_Source excerpt_.

──────────────────────────────

This Isn’t a Goodbye
About a year ago I came on as an intern at my home church, Vineyard Anaheim. It wasn’t entirely planned or expected, but it came about over having conversations with a pastor who would listen to me spit out ideas for the place. She suggested I talk more about them and I joked about interning. Years ago I had interned as a young-adult, and I somewhat vowed to never work here again. I had seen some church politics in action, and it was tough to deal with in my immaturity. The original idea was to be under Jamie, and have some communications for the Missions community of our church, and do some graphic design. A few days later, I officially had a key to an office (a key I already had), some desk space, and official church-team email. If you’ll indulge me, I’d like to bring you in on the past year of some of what I got to do and experience. It’s been quite a journey and I am still processing. Please forgive me if I sound a little arrogant at times :)
IT BEGAN WITH A WEBSITE
One of my first goals was to try and create a space on the church’s website dedicated to missions and outreach that go on in our community. Up to that point with trips to places such Mexico, Cuba, Russia, Turkey, Uganda, Brazil, New Orleans; I thought it would be great to see that history somewhere visible. There are so many stories floating around our community, I believe their should be a central place to find out about them. Along with that, I thought having a dedicated space would also foster more people to have interest and awareness for the future, namely the youth in our midst. I started designing a section.
What began as what I thought would be simple, it ballooned into a roadblock. What I was envisioning for the section of the website, it made me wonder of how to make it fit with the then current website. I had painted myself into a corner by designing the missions separately. So, like any normal weirdo would do, I began an under the radar redesign of the entire Vineyard website. I realized I shouldn’t be doing it, but I had been chomping at the bit for a chance and knew it would seriously have to go through tons of approval. But, I figured if at least there was a visual idea to present, it could get the ball rolling.
In a matter of a few hours, I began a basic draft and kept it hidden. I only showed it to a few people who I felt safe to show. It was met with some initial enthusiasm and I got to excited to see where this would go. My initial out of nowhere website redesign was met with reality, where other priorities remained as the priorities of the time.
On to the Next Thing
While missions related goals got put on pause, I was then enlisted to help in creating items for the children’s ministry. I don’t remember what was first exactly, but we began with making an Instagram for the Kidz ministry. I may be adding thoughts backwards in hindsight, but I remember my heart is that our future is in our kids. So, it excited me to get the children’s ministry to get a little more proper spotlight in our community. It also became a lot of fun to share where I have been influenced, i.e. Mother Teresa (see below)

──────────────────────────────

_Set of tasks_.
[A] Decide whether each statement below agrees with the internship post. Answer yes or no for each, and quote the words of the post that settle it.
(i) The writer had never interned at the church before this past year.
(ii) The writer started a basic draft of the website redesign in a few hours and kept it hidden.
(iii) Under the original plan, the writer would work under Jamie.
[B] Answer these questions from the internship post.
(i) What church does the writer call a home church?
(ii) Which place in the list of mission trip destinations is a U.S. city?
(iii) What did the writer begin by making for the Kidz ministry?
[C] Write a continuation of the internship post, beginning after its final sentence.

──────────────────────────────

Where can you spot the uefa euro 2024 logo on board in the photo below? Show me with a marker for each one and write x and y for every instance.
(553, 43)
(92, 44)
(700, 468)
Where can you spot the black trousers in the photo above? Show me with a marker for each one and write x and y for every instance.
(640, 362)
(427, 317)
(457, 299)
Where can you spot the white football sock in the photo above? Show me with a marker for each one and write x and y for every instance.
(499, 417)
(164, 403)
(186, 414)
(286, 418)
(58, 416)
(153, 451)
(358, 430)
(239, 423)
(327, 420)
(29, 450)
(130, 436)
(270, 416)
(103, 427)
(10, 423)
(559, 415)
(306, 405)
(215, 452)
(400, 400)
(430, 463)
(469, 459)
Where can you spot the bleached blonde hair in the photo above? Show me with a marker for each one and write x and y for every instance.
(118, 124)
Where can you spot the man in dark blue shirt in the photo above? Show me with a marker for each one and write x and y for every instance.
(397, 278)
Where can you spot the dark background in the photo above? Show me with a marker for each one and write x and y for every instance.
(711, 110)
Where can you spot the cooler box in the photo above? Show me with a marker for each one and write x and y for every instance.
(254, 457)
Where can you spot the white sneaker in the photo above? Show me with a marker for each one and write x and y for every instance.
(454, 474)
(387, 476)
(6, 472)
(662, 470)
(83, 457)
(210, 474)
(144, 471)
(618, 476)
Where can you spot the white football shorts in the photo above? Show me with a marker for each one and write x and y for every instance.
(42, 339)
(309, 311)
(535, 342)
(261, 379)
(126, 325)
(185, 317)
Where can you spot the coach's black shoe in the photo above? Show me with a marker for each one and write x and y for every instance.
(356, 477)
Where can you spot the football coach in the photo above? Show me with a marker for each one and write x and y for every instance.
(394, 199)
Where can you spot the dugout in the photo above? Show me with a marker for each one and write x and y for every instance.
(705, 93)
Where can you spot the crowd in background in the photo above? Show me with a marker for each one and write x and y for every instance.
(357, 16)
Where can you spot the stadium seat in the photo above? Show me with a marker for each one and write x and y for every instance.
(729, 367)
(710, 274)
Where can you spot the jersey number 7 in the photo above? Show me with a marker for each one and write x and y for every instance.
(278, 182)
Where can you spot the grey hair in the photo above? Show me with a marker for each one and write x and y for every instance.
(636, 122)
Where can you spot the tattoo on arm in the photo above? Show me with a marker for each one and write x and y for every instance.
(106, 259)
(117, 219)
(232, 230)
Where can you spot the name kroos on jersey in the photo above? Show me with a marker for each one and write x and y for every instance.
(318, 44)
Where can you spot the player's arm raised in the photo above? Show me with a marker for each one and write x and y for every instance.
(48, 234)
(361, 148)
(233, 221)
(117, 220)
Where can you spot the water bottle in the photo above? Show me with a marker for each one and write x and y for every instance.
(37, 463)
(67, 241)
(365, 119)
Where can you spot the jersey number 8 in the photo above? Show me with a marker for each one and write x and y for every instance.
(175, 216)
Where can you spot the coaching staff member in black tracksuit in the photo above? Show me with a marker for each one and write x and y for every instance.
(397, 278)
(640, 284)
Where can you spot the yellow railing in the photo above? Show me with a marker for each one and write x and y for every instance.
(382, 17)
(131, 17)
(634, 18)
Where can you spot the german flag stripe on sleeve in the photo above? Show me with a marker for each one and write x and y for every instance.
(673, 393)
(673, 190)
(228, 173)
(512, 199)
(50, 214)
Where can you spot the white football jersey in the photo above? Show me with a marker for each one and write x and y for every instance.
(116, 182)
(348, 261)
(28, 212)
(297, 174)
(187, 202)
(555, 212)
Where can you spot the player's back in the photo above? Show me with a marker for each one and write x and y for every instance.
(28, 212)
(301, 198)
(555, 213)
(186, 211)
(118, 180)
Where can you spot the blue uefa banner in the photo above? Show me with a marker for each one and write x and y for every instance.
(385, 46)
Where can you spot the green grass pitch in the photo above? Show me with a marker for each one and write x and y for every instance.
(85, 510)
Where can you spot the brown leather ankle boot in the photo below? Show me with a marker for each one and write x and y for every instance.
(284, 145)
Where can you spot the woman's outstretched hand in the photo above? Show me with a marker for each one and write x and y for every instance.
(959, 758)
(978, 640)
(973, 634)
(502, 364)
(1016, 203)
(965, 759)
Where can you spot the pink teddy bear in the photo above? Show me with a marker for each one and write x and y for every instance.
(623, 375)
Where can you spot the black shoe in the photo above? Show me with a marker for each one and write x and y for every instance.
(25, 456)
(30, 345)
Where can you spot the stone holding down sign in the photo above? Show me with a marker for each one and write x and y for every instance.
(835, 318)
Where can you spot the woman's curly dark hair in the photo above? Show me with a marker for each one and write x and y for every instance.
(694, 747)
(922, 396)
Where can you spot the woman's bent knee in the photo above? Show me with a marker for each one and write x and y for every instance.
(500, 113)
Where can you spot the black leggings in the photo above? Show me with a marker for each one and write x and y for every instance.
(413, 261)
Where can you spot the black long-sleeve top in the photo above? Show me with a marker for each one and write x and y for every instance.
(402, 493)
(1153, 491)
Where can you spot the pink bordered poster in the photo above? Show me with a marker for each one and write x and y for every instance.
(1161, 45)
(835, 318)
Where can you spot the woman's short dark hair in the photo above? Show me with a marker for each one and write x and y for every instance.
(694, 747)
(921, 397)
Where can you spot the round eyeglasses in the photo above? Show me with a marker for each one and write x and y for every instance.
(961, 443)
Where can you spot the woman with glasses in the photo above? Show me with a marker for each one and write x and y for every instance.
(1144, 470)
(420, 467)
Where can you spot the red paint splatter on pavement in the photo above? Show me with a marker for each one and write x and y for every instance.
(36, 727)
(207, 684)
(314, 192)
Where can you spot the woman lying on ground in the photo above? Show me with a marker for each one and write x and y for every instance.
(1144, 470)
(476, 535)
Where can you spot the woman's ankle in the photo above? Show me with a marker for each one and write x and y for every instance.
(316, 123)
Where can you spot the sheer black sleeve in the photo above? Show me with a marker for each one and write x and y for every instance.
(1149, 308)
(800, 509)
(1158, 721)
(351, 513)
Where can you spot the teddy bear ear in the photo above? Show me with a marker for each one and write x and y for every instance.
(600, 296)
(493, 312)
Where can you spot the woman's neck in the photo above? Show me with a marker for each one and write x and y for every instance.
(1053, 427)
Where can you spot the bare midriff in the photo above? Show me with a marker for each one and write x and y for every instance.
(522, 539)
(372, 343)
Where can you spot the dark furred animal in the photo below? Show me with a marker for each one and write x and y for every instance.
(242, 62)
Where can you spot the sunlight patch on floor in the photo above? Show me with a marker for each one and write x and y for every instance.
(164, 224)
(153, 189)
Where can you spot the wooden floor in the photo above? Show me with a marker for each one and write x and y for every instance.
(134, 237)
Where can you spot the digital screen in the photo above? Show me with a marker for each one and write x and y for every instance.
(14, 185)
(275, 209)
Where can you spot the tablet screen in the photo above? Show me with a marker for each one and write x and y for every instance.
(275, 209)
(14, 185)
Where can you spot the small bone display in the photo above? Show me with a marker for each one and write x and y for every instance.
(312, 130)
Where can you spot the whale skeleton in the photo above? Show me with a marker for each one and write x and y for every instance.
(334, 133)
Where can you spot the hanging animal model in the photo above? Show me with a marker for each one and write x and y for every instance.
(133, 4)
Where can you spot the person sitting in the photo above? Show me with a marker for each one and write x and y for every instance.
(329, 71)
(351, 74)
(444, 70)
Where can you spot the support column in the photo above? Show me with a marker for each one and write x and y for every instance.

──────────────────────────────

_Expected answers_.
[A]
(i) No: "Years ago I had interned as a young-adult"
(ii) Yes: "In a matter of a few hours, I began a basic draft and kept it hidden."
(iii) Yes: "The original idea was to be under Jamie"

[B]
(i) Vineyard Anaheim
(ii) New Orleans
(iii) An Instagram

[C]
We Didn’t Start the Fire
While I was still getting my feet wet as an intern, fires began raging around Anaheim Hills and other places. This created an urgent response as we saw a bunch of ambulances using our parking lot as a staging center. Our church doing what it does best, I got to see right away plans get made to offer our church building as a place for displaced people in the community to come and find shelter. It started with Pastor Cheryl organizing drinks and snacks for the ambulance drivers. It then ballooned into my friend Kurt coming to grill tri-tip for them as well, along with for anyone coming to stay with us. After a while, some women came to stay the night, and I was asked if I could stay as a sort of friendly chaperone. My arm didn’t have to be twisted. We stayed up late watching bad, but fun, Christian movies. We ate candy, told stories, and enjoyed an awesome time of community. I was blessed beyond measure by seeing how our church lived out it’s mantra of Compassion in Action.
It’s Not Just a Job
Beyond getting to make graphics and flyers, I got to make many friends. I was on my 17th year with the Vineyard, so I wasn’t a stranger to many. It was just different getting to see the Pastors and staff on a more personal basis. From office pop-in conversations, tender motherly conversations, fun music and dancing in the hallways, Tuesday afternoon beer outings (shhh!…), I felt part of a family.
For years I have been trying to follow in the example of St. Francis of Assisi, who happily jumped into a life of poverty to follow Jesus. It’s been with me to not see church as a place for me, but as a place of giving. I always ponder the thought, “if I didn’t get paid to be here (I didn’t get paid), would I still want to be here?” I falter at times in my heart, but that was something that got put to the challenge. Working also as a freelance photographer, I found some slow seasons in the last year. It was a joy to find a place where I could serve the church and try to offer my best.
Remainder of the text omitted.